* Exercise aim
From the entries below, reproduce exactly the line containing "positive clicks: (104, 115)", the line containing "69L93 53L69 121L73", and every line in between, with nothing added.
── Data supplied
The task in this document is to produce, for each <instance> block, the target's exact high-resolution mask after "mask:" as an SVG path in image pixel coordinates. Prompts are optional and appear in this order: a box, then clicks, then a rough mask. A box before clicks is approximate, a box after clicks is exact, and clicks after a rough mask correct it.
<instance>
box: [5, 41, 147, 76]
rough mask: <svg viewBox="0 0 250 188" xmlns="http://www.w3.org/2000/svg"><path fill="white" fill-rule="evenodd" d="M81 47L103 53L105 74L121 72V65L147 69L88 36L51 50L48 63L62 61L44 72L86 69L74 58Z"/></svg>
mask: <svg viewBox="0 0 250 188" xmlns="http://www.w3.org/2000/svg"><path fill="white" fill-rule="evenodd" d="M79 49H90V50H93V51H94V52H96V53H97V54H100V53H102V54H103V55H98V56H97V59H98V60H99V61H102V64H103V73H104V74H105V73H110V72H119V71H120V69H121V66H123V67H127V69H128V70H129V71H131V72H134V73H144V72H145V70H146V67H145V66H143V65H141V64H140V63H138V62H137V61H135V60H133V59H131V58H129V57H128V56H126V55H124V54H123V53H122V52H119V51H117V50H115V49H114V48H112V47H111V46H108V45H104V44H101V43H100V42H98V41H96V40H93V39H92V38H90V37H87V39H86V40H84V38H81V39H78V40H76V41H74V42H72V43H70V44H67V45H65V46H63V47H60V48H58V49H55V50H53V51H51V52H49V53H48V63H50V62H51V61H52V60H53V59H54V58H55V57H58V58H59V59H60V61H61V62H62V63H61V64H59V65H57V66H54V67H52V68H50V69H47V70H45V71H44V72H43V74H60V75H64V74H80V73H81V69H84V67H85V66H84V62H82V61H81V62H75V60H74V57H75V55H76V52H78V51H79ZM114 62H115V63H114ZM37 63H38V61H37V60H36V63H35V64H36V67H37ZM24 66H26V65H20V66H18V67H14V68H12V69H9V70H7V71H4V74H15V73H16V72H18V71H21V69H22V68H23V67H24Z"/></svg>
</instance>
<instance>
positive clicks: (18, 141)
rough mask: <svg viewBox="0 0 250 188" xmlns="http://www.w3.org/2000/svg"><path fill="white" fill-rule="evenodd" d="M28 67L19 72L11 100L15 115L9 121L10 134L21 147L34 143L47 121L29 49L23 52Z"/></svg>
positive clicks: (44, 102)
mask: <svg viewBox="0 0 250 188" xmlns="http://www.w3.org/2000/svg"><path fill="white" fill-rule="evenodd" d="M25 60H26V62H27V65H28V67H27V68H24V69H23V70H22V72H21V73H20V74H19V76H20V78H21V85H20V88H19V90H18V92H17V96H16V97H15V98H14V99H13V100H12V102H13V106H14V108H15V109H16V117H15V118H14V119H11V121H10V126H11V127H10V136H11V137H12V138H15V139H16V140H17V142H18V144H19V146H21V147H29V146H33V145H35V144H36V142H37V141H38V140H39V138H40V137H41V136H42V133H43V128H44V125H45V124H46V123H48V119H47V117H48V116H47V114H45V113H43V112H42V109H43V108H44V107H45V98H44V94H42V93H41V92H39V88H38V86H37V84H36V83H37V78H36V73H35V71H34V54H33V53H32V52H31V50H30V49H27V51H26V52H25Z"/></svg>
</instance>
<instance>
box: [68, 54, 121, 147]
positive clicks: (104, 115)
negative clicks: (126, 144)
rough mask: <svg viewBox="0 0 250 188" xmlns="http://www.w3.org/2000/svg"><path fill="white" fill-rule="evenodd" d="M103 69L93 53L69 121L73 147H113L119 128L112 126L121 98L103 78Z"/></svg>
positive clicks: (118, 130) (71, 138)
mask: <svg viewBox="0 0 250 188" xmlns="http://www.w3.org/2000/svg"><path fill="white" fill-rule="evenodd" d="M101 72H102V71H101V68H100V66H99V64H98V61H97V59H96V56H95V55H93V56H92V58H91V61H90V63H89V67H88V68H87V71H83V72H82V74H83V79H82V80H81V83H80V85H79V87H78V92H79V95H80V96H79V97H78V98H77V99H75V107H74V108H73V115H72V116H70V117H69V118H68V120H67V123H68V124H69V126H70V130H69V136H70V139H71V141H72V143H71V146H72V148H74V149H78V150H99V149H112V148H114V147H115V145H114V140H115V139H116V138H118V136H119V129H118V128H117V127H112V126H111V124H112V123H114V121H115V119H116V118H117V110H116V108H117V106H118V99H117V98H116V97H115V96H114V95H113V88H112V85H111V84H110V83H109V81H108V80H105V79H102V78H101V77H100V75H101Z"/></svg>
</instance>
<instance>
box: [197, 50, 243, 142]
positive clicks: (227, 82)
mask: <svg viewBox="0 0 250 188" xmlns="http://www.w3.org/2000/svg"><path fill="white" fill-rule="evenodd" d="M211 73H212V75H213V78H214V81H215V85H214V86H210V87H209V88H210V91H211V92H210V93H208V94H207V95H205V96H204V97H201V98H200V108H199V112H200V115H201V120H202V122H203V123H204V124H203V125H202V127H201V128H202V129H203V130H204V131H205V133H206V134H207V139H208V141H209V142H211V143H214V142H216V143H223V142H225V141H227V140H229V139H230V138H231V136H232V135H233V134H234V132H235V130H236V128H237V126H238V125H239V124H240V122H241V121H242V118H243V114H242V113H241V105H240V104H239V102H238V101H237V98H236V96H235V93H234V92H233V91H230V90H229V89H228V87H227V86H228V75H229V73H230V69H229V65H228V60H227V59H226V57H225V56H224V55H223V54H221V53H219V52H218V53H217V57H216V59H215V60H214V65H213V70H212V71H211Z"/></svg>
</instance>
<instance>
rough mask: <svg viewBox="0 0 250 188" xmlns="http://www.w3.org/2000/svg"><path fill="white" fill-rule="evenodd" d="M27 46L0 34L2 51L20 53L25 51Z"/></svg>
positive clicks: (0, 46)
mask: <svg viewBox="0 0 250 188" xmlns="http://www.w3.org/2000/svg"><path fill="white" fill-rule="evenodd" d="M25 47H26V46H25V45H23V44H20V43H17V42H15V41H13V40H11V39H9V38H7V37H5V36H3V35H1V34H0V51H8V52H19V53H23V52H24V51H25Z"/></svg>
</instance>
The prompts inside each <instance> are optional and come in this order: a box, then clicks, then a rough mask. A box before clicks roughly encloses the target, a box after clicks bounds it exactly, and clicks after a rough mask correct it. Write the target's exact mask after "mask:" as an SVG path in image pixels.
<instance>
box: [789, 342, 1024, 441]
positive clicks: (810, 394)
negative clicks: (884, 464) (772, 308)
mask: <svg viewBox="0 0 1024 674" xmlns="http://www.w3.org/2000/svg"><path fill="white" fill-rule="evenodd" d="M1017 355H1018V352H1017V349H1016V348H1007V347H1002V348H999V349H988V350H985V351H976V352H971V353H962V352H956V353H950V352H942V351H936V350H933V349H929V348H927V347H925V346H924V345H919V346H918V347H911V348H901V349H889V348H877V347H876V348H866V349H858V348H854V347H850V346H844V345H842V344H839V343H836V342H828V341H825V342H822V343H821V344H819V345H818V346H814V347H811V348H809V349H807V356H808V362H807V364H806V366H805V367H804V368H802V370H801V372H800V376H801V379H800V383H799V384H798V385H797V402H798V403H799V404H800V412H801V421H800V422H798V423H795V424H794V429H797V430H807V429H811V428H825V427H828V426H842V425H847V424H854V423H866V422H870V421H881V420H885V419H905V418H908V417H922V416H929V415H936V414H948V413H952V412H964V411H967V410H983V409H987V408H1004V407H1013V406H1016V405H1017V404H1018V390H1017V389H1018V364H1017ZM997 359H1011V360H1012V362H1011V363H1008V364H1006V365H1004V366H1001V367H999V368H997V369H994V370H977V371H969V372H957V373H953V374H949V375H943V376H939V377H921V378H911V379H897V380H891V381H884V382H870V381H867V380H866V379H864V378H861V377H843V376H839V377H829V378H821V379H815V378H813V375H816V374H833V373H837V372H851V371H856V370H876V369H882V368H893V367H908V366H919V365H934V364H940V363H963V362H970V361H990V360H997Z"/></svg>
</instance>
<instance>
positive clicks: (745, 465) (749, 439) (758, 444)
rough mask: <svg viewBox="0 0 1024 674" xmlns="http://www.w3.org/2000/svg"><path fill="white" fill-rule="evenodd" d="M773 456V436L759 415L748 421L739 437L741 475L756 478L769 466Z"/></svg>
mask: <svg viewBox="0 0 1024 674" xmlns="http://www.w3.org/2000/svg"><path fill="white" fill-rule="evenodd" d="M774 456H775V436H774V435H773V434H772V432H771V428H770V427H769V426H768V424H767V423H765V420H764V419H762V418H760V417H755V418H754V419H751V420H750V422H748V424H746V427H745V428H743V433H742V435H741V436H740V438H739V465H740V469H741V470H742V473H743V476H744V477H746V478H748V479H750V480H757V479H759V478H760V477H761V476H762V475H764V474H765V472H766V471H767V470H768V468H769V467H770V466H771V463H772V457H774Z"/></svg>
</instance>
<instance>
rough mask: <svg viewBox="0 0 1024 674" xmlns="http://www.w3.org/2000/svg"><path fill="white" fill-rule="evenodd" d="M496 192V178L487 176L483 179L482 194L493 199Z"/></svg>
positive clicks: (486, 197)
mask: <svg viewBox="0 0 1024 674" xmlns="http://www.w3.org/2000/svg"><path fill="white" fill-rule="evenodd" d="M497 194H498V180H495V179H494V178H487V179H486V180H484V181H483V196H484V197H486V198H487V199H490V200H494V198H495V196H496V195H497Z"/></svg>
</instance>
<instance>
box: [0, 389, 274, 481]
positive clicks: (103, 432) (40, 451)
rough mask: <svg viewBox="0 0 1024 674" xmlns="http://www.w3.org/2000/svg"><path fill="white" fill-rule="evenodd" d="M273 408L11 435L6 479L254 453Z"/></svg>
────
* Answer for the task
positive clicks: (104, 115)
negative clicks: (126, 144)
rough mask: <svg viewBox="0 0 250 188" xmlns="http://www.w3.org/2000/svg"><path fill="white" fill-rule="evenodd" d="M103 69L93 53L69 121L73 147H113L119 128L112 126L121 98L103 78Z"/></svg>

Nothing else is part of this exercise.